**TEXT EXCERPT:**
Segment Open

Vinicius Aguiar
Case Study

Case Study: Vox Pet Digital — migrating a veterinary SaaS from Express to NestJS with zero downtime

Apr 16, 2026 · 14 min read

Vox Pet Digital is a vertical SaaS for pet shops and veterinary clinics. This is not a small project: 95 Prisma models, 91 frontend pages, 22 feature modules, integrations with OpenAI, WhatsApp, Stripe, Mercado Pago, Asaas, NF-e and an active migration from Express to NestJS running in the same process. In this case study, I'll detail the 4 biggest technical challenges I faced.

The system

Vox Pet covers the complete cycle of a veterinary clinic: appointments, medical records, vaccines, prescriptions, hospitalizations, sales, cash register, inventory, commissions, invoices (NF-e) and automated customer service via WhatsApp. It's multi-tenant (each clinic is an isolated tenant) and multi-branch (a clinic chain shares data across locations with granular control).

  • Backend: Node.js — Express (v1) + NestJS (v2) coexisting in the same process
  • Frontend: Next.js 16 + React 19 with App Router, MUI v7 + shadcn/ui + Tailwind v4
  • Database: PostgreSQL 16 via Prisma — 95 models, 93 with tenantid, 76 with branchid
  • AI: OpenAI (GPT-4o-mini + embeddings + Whisper) + Baileys (self-hosted WhatsApp)

Segment Closed

**RECORD SET:**
Segment Open

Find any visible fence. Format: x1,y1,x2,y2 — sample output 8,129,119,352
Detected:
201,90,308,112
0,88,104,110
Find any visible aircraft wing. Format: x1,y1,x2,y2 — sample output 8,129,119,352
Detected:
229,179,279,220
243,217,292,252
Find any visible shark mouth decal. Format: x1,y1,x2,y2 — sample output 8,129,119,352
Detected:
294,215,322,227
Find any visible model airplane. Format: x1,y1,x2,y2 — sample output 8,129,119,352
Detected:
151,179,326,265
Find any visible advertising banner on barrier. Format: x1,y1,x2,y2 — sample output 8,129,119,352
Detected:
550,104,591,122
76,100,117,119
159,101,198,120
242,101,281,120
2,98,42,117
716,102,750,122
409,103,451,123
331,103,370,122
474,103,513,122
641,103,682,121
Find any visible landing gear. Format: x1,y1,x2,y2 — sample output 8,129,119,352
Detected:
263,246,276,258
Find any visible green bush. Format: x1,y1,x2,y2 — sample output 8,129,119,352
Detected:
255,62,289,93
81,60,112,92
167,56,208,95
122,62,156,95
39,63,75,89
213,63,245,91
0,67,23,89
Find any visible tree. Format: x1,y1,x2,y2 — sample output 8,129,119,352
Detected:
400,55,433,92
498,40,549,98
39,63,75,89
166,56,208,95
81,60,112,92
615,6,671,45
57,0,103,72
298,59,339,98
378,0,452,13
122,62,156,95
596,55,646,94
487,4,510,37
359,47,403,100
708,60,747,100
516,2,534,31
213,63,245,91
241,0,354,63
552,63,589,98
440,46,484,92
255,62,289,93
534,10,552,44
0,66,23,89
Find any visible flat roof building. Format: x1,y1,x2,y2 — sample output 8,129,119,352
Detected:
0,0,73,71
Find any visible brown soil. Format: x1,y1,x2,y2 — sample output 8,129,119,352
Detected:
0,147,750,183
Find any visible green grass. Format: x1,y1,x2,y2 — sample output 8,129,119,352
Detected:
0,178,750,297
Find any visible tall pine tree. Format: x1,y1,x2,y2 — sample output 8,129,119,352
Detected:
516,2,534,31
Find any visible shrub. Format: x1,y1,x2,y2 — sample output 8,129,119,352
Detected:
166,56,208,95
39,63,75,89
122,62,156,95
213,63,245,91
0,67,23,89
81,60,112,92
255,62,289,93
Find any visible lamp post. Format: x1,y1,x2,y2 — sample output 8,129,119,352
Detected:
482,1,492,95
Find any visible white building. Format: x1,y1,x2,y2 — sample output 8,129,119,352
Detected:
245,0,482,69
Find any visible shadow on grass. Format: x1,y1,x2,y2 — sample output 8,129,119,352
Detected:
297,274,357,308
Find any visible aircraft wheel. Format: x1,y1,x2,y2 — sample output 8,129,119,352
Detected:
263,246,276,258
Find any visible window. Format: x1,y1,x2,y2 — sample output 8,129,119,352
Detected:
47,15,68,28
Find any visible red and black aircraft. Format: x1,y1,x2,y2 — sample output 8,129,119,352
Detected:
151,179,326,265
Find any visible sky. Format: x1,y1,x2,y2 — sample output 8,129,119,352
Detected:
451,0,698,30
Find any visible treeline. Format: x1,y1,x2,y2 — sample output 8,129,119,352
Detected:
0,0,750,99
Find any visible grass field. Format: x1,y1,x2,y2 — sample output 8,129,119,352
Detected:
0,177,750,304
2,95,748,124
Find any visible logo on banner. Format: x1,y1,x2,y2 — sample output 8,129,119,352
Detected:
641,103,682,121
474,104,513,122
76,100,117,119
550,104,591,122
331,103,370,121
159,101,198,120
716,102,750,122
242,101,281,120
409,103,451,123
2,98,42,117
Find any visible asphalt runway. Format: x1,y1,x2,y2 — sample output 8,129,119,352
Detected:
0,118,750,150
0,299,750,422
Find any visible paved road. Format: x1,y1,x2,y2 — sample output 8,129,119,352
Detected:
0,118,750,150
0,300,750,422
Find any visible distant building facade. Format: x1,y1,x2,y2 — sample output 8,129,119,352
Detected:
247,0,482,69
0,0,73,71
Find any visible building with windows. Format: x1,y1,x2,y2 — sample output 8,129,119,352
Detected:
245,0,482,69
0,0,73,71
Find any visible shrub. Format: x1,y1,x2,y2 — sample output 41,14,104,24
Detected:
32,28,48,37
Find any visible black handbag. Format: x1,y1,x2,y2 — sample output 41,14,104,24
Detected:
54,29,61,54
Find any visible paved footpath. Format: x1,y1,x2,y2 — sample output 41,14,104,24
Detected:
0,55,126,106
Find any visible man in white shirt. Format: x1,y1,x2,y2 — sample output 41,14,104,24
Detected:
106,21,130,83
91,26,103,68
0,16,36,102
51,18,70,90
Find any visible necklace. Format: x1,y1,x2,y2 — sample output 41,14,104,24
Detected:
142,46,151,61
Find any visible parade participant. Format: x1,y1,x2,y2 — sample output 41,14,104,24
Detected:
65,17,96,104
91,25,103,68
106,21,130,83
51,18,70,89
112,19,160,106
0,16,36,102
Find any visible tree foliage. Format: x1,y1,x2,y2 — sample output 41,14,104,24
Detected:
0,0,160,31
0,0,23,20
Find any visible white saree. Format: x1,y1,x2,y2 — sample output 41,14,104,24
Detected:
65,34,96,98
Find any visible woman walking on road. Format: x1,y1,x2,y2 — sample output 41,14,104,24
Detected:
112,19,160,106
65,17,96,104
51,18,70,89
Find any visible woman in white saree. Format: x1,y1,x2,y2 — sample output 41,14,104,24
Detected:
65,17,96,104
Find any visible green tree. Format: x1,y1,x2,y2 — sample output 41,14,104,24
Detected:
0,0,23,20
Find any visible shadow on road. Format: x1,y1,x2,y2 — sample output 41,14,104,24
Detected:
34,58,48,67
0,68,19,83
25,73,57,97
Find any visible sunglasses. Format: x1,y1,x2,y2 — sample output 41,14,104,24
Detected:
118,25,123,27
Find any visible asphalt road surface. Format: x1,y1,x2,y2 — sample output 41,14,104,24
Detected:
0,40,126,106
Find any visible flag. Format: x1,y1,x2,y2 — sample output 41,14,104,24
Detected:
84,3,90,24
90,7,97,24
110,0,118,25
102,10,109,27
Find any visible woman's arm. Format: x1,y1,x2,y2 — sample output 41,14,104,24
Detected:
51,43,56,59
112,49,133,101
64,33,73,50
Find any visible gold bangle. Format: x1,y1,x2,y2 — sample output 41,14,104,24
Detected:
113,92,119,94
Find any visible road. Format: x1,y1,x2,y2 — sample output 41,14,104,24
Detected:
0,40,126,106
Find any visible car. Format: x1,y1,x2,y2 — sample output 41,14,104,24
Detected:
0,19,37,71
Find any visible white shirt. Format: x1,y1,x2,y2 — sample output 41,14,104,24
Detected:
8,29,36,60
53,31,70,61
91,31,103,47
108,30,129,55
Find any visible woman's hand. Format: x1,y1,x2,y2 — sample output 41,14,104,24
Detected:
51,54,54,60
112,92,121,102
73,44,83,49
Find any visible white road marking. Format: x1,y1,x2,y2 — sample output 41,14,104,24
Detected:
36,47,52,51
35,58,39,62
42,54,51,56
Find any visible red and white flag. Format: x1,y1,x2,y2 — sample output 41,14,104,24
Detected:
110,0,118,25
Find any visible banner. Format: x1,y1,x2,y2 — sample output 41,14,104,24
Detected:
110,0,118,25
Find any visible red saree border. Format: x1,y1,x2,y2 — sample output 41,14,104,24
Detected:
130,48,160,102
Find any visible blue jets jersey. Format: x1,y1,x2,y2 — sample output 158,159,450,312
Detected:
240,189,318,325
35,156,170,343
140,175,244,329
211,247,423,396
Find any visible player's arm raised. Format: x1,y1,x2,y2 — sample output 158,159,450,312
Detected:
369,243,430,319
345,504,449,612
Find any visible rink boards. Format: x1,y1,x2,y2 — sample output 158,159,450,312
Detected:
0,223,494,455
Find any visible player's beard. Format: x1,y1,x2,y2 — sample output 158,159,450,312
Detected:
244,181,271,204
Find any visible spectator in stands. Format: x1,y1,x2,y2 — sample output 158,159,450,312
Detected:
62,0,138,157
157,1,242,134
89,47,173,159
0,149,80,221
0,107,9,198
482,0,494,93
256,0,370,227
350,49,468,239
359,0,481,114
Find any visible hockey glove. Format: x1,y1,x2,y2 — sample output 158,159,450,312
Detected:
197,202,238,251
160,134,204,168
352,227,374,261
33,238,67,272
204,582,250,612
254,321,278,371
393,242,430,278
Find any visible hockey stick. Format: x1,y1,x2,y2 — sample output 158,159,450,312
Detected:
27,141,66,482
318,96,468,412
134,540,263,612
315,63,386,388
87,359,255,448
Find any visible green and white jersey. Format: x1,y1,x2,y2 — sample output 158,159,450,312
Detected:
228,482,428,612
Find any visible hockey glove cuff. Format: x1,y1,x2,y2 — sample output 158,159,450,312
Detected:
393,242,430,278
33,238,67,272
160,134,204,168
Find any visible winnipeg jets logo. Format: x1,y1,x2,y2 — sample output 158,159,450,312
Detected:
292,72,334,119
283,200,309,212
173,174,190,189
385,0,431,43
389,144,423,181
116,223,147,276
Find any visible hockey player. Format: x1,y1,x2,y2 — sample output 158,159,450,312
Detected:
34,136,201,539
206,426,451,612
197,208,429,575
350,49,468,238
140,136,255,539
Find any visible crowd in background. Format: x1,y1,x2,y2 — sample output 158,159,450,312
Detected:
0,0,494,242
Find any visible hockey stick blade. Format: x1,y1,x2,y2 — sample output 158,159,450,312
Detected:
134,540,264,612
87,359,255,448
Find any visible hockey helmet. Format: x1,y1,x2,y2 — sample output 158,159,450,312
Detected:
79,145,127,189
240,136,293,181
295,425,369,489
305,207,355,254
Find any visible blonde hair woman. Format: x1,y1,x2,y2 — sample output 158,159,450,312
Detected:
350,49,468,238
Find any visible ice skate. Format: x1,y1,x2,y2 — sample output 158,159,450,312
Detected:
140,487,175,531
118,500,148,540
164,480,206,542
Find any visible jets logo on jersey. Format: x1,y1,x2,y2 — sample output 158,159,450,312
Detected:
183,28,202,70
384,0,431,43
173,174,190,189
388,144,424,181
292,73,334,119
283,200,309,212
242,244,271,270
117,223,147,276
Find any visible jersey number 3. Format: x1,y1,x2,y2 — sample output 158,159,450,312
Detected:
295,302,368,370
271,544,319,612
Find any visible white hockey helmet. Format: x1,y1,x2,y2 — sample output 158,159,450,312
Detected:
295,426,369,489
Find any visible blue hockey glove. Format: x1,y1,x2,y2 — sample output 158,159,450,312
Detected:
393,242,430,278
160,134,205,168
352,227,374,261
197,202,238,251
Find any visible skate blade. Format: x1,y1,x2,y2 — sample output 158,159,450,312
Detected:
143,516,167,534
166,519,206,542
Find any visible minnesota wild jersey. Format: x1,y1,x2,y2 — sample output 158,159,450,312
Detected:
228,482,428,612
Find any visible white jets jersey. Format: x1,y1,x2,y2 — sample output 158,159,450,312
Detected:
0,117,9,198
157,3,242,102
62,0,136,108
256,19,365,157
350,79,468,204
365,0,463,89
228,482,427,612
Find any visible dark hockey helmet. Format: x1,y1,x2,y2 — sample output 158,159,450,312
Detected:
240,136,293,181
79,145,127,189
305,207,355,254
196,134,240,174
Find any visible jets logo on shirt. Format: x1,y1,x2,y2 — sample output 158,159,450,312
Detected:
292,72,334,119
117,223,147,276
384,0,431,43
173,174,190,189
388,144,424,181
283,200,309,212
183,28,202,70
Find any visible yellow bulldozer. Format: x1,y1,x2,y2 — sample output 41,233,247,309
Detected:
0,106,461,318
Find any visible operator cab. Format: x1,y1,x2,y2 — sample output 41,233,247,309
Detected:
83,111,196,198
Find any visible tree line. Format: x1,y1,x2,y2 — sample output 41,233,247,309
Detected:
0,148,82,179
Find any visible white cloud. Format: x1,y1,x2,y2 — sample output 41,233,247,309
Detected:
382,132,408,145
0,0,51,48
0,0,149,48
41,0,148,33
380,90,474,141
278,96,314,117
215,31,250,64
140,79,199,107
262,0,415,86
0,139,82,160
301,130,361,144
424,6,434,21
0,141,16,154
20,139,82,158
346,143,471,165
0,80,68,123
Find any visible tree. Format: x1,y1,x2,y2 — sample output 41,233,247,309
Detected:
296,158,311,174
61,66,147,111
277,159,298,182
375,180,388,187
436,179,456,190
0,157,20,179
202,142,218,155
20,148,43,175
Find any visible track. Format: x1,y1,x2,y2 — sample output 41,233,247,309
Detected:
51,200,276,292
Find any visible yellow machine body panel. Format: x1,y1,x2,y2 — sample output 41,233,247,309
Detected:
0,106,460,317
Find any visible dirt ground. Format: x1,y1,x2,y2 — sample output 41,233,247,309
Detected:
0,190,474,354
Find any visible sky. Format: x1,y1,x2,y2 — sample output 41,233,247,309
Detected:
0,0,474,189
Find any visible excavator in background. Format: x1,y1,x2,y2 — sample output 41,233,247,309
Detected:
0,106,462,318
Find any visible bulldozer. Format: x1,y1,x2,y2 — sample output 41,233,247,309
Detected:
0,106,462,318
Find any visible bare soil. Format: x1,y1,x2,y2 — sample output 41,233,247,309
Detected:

Segment Closed

**EXERCISE 1:**
Rewrite the paragraph in the Vox Pet case study that begins "Vox Pet covers the complete cycle" as a bulleted list that keeps its main facts.
**EXERCISE 2:**
Restate the Vox Pet case study from "Apr 16, 2026" to "challenges I faced.", substituting "domain modules" for "feature modules".

**FINAL ANSWER 1:**
- Vox Pet covers the full cycle of a veterinary clinic: appointments, medical records, vaccines, prescriptions, hospitalizations, sales, cash register, inventory, commissions, invoices (NF-e) and automated WhatsApp customer service.
- Multi-tenant: each clinic is an isolated tenant.
- Multi-branch: a clinic chain shares data across locations with granular control.

**FINAL ANSWER 2:**
Apr 16, 2026 · 14 min read

Vox Pet Digital is a vertical SaaS for pet shops and veterinary clinics. This is not a small project: 95 Prisma models, 91 frontend pages, 22 domain modules, integrations with OpenAI, WhatsApp, Stripe, Mercado Pago, Asaas, NF-e and an active migration from Express to NestJS running in the same process. In this case study, I'll detail the 4 biggest technical challenges I faced.